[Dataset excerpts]
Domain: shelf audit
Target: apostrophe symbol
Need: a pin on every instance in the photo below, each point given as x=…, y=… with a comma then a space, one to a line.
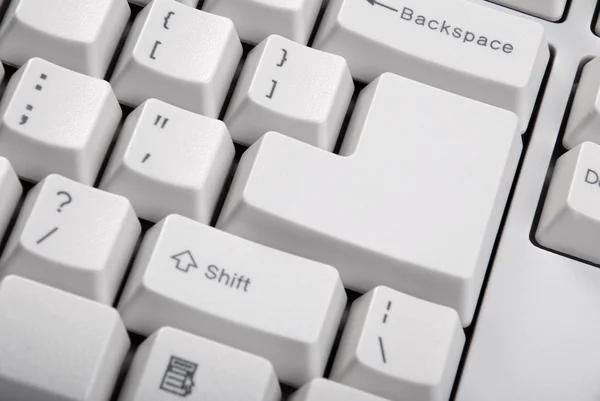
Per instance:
x=68, y=200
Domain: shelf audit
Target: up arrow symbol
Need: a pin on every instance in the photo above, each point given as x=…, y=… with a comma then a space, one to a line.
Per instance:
x=377, y=3
x=185, y=261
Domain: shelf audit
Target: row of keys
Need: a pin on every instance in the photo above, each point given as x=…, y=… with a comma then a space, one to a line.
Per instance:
x=190, y=56
x=53, y=331
x=279, y=199
x=551, y=10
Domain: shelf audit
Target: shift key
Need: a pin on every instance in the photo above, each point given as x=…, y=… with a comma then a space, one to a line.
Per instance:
x=455, y=45
x=205, y=281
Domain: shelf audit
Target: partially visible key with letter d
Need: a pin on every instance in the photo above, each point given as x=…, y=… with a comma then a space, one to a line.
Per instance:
x=454, y=45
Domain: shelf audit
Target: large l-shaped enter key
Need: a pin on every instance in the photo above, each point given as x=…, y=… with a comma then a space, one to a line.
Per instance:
x=455, y=45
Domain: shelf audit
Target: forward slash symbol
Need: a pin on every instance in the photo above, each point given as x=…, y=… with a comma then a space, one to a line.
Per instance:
x=377, y=3
x=55, y=229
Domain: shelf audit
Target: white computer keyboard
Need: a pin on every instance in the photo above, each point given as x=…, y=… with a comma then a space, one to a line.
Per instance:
x=304, y=200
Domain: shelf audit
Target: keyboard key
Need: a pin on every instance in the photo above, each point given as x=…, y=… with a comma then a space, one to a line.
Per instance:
x=454, y=45
x=80, y=35
x=570, y=220
x=257, y=19
x=57, y=346
x=191, y=3
x=551, y=10
x=290, y=88
x=584, y=120
x=56, y=120
x=73, y=237
x=199, y=279
x=400, y=347
x=173, y=363
x=326, y=390
x=416, y=207
x=182, y=56
x=169, y=160
x=10, y=193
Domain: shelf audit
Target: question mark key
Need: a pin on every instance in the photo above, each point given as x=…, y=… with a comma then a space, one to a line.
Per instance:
x=73, y=237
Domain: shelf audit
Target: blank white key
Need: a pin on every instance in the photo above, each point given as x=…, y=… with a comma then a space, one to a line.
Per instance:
x=570, y=221
x=326, y=390
x=173, y=363
x=205, y=281
x=257, y=19
x=584, y=120
x=56, y=346
x=73, y=237
x=551, y=10
x=169, y=160
x=54, y=120
x=414, y=202
x=293, y=89
x=454, y=45
x=10, y=193
x=400, y=347
x=183, y=56
x=80, y=35
x=191, y=3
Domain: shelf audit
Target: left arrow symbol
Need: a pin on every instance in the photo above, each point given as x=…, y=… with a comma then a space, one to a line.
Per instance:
x=185, y=261
x=376, y=3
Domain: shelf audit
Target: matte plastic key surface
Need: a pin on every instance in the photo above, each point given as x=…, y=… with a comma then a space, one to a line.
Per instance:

* [Instructions for the task] From the first line of the records down through the line containing "Target: up arrow symbol", transcribe exactly those lines and no others, both ends kept, pictures dropped.

* [Solution to this problem]
Domain: shelf audit
Target: apostrophe symbol
Need: a pin on every instance in the photo below, each point given as x=…, y=… with a comma then a space, one to a line.
Per instance:
x=68, y=200
Domain: shelf audit
Target: up arrow symbol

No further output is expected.